### THE REQUEST
Rewrite everything from the line containing "Target: <item>fallen twig</item>" down to the line containing "MULTIPOLYGON (((296 116, 299", both included, as a Markdown table with the columns Row and Line. Number each line in order and skip any blank lines.

[Region annotation entries]
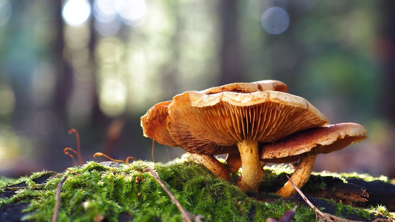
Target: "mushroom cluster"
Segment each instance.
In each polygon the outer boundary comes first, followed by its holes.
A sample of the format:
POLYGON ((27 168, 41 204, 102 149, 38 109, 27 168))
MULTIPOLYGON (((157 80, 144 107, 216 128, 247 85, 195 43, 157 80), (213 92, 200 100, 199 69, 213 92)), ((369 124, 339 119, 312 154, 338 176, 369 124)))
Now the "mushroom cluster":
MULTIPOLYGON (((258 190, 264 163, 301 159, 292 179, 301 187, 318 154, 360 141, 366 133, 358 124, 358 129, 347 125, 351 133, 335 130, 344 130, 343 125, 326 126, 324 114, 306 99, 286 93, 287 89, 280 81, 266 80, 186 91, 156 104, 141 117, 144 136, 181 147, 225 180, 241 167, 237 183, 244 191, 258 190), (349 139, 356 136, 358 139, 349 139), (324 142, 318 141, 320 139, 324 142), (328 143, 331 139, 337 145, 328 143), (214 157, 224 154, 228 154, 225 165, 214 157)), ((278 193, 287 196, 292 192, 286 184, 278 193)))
---
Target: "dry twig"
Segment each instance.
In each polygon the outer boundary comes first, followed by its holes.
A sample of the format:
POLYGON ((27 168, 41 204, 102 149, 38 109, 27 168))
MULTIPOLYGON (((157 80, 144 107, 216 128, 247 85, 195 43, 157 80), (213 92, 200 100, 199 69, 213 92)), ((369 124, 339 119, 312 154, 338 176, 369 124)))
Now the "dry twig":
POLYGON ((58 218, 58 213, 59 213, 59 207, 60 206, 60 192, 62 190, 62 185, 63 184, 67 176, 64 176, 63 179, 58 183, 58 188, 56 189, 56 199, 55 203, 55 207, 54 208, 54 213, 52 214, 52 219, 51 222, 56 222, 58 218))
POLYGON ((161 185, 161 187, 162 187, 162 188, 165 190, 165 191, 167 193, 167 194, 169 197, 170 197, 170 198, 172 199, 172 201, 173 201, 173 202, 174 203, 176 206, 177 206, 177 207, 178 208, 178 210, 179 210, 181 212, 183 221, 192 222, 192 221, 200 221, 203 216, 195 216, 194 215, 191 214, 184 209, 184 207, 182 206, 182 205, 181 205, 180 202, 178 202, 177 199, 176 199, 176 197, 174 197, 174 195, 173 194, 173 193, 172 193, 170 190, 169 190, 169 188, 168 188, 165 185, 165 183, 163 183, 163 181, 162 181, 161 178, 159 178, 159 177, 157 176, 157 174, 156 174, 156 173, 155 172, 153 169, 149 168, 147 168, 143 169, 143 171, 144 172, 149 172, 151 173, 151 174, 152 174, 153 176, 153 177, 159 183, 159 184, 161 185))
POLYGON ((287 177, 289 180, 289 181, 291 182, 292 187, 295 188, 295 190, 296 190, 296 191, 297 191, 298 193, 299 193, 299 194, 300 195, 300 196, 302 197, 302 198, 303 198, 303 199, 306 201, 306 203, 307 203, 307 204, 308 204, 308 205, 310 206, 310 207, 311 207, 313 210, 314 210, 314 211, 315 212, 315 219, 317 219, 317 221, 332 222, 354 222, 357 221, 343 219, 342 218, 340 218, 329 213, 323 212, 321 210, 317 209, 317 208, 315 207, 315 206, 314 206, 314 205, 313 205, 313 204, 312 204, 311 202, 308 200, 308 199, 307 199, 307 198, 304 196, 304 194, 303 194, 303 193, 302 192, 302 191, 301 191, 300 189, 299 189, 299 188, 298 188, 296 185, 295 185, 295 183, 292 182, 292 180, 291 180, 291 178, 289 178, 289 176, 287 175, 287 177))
---
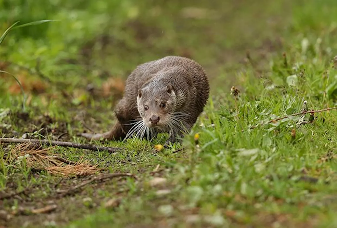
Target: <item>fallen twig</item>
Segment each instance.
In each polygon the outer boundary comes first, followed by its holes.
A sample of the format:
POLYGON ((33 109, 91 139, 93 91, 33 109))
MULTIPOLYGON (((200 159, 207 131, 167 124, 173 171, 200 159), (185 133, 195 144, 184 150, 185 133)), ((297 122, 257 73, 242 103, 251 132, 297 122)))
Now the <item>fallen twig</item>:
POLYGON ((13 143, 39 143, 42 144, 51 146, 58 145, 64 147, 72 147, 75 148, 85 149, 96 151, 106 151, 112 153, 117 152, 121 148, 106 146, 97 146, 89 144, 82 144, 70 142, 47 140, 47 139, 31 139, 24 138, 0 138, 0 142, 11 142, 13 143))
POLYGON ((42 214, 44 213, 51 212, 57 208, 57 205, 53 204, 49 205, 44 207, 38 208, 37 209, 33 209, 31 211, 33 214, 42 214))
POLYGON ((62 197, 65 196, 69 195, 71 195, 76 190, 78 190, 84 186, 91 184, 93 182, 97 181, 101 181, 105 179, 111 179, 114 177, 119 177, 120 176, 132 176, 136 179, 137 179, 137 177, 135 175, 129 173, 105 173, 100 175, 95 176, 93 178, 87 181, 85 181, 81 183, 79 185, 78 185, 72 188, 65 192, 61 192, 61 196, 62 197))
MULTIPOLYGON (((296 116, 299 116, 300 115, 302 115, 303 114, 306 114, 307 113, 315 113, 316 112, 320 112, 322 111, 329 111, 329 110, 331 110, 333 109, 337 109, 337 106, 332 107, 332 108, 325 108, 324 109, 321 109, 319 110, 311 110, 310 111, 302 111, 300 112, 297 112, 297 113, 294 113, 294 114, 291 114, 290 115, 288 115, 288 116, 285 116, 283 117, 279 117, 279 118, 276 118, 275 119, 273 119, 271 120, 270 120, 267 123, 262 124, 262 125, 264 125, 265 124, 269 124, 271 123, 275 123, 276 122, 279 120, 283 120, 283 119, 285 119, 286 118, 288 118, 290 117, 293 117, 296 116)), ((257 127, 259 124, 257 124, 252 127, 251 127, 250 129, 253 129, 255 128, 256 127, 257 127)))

### TASK RESULT
| Row | Line |
|---|---|
| 1 | Target: <item>fallen twig</item> |
| 2 | Segment each instance. |
| 3 | In each polygon the outer boundary comes first, followed by its holes. |
| 4 | A sample of the format: |
| 5 | POLYGON ((33 109, 91 139, 93 91, 33 109)) |
| 6 | MULTIPOLYGON (((200 159, 207 131, 167 124, 173 171, 200 159), (185 133, 195 144, 184 150, 185 133)), ((297 122, 257 73, 242 103, 251 132, 297 122))) |
| 7 | Now the <item>fallen twig</item>: |
| 8 | POLYGON ((13 143, 39 143, 42 144, 51 146, 58 145, 64 147, 72 147, 75 148, 85 149, 96 151, 106 151, 112 153, 117 152, 121 148, 106 146, 97 146, 89 144, 82 144, 70 142, 47 140, 47 139, 31 139, 24 138, 0 138, 0 142, 11 142, 13 143)) |
| 9 | POLYGON ((42 214, 44 213, 51 212, 57 208, 57 205, 53 204, 49 205, 44 207, 38 208, 37 209, 33 209, 31 211, 33 214, 42 214)) |
| 10 | POLYGON ((62 197, 65 196, 69 195, 71 195, 76 190, 78 190, 84 186, 91 184, 93 182, 97 181, 101 181, 105 179, 111 179, 114 177, 119 177, 120 176, 132 176, 136 179, 137 179, 137 177, 135 175, 129 173, 105 173, 100 175, 95 176, 93 178, 87 181, 85 181, 81 183, 79 185, 78 185, 72 188, 65 192, 61 192, 61 196, 62 197)) |
| 11 | MULTIPOLYGON (((296 116, 299 116, 300 115, 302 115, 303 114, 306 114, 307 113, 315 113, 316 112, 320 112, 322 111, 329 111, 329 110, 331 110, 333 109, 337 109, 337 106, 332 107, 332 108, 325 108, 324 109, 321 109, 319 110, 311 110, 310 111, 302 111, 300 112, 297 112, 297 113, 294 113, 294 114, 291 114, 290 115, 288 115, 288 116, 285 116, 283 117, 279 117, 279 118, 276 118, 275 119, 273 119, 271 120, 270 120, 267 123, 262 124, 262 125, 264 125, 265 124, 269 124, 271 123, 275 123, 276 122, 279 120, 283 120, 283 119, 285 119, 286 118, 288 118, 290 117, 293 117, 296 116)), ((257 127, 259 124, 257 124, 252 127, 251 127, 250 129, 253 129, 255 128, 256 127, 257 127))) |